Excerpts from location labeling data
::::::

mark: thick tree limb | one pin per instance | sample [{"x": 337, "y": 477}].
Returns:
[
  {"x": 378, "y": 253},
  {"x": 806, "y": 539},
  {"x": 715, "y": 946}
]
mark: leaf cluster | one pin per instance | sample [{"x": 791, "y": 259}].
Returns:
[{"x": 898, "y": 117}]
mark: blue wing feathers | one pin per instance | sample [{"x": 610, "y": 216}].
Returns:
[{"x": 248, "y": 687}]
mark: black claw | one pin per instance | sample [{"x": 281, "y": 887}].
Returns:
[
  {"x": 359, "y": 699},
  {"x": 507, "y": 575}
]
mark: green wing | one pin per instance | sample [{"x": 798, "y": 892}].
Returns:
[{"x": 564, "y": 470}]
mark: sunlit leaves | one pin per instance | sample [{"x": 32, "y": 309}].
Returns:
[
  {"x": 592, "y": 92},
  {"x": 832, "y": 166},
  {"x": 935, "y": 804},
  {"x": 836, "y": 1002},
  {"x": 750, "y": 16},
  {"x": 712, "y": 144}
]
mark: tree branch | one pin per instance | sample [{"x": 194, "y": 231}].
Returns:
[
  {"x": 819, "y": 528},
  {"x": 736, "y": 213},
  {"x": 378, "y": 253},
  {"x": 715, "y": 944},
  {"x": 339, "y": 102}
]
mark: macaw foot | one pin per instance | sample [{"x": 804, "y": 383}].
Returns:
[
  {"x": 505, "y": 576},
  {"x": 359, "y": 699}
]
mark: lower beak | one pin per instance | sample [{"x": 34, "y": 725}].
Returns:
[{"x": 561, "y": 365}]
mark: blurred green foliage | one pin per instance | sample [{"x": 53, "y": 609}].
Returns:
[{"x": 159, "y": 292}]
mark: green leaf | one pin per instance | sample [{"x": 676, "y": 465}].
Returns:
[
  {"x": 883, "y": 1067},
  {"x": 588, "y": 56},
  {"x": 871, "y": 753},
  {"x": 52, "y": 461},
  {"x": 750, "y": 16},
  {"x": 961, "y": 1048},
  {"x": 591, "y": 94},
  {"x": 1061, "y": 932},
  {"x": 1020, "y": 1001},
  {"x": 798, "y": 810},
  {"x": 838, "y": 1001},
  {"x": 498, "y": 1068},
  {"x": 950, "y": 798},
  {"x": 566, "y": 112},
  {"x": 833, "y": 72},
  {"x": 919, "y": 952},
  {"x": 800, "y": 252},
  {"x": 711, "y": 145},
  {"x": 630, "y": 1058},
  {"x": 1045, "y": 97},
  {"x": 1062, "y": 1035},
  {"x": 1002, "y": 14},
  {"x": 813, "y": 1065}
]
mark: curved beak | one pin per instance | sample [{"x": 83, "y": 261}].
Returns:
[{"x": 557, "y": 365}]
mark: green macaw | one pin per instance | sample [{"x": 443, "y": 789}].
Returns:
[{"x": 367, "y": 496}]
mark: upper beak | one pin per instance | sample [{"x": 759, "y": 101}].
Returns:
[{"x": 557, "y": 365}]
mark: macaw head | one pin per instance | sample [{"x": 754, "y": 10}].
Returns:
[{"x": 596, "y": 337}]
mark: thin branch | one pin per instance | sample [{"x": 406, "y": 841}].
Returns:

::::::

| Short exercise |
Copy the material above verbatim, line for line, with nothing changed.

| Exercise solution |
mark: thick tree limb | one pin per instance | sample [{"x": 337, "y": 477}].
Returns:
[
  {"x": 378, "y": 253},
  {"x": 806, "y": 539},
  {"x": 715, "y": 946}
]
mark: leaf cluster | one pin per instance | sample [{"x": 791, "y": 259}].
Returns:
[{"x": 898, "y": 117}]
mark: blue wing feathers | one pin per instance | sample [{"x": 610, "y": 216}].
Returns:
[{"x": 248, "y": 687}]
mark: black claw | one pin per instance | sample [{"x": 281, "y": 887}].
Returns:
[
  {"x": 359, "y": 699},
  {"x": 507, "y": 575}
]
mark: green wing | one pin per instance | sample [{"x": 798, "y": 892}].
Returns:
[{"x": 564, "y": 470}]
mark: sunlit leaves | one pin per instance | sample [{"x": 32, "y": 309}].
Returns:
[
  {"x": 592, "y": 92},
  {"x": 832, "y": 166},
  {"x": 935, "y": 804},
  {"x": 836, "y": 1002},
  {"x": 750, "y": 16},
  {"x": 712, "y": 144}
]
mark: tree branch | one pin per instance | sample [{"x": 194, "y": 231}].
Returns:
[
  {"x": 819, "y": 528},
  {"x": 736, "y": 213},
  {"x": 378, "y": 253},
  {"x": 715, "y": 944},
  {"x": 339, "y": 102}
]
mark: macaw foot | one pin per instance | sample [{"x": 804, "y": 383}].
Returns:
[
  {"x": 505, "y": 576},
  {"x": 359, "y": 699}
]
mark: lower beak | one pin per instance | sample [{"x": 34, "y": 725}].
Returns:
[{"x": 561, "y": 365}]
mark: blurred green foliage | one pin per instance | sample [{"x": 53, "y": 609}].
Returns:
[{"x": 159, "y": 292}]
mark: green leaf | one pin per instance | sample [{"x": 676, "y": 465}].
Returns:
[
  {"x": 883, "y": 1067},
  {"x": 588, "y": 56},
  {"x": 871, "y": 753},
  {"x": 52, "y": 461},
  {"x": 750, "y": 16},
  {"x": 961, "y": 1048},
  {"x": 591, "y": 94},
  {"x": 1061, "y": 932},
  {"x": 1020, "y": 1001},
  {"x": 798, "y": 810},
  {"x": 838, "y": 1001},
  {"x": 498, "y": 1068},
  {"x": 950, "y": 798},
  {"x": 566, "y": 112},
  {"x": 833, "y": 72},
  {"x": 919, "y": 952},
  {"x": 800, "y": 252},
  {"x": 711, "y": 145},
  {"x": 630, "y": 1058},
  {"x": 1045, "y": 97},
  {"x": 1062, "y": 1035},
  {"x": 1002, "y": 14},
  {"x": 813, "y": 1065}
]
mark: curved beak | one pin per instance | sample [{"x": 83, "y": 261}].
Returns:
[{"x": 557, "y": 365}]
mark: green macaw | one pin per instance | sample [{"x": 443, "y": 789}].
Returns:
[{"x": 367, "y": 496}]
mark: upper beak | one pin per instance | sample [{"x": 759, "y": 101}].
Returns:
[{"x": 557, "y": 365}]
mark: macaw head | one pin per instance | sample [{"x": 754, "y": 10}].
Returns:
[{"x": 596, "y": 337}]
mark: thin branch | one pin per instance | sample [{"x": 406, "y": 841}].
Returns:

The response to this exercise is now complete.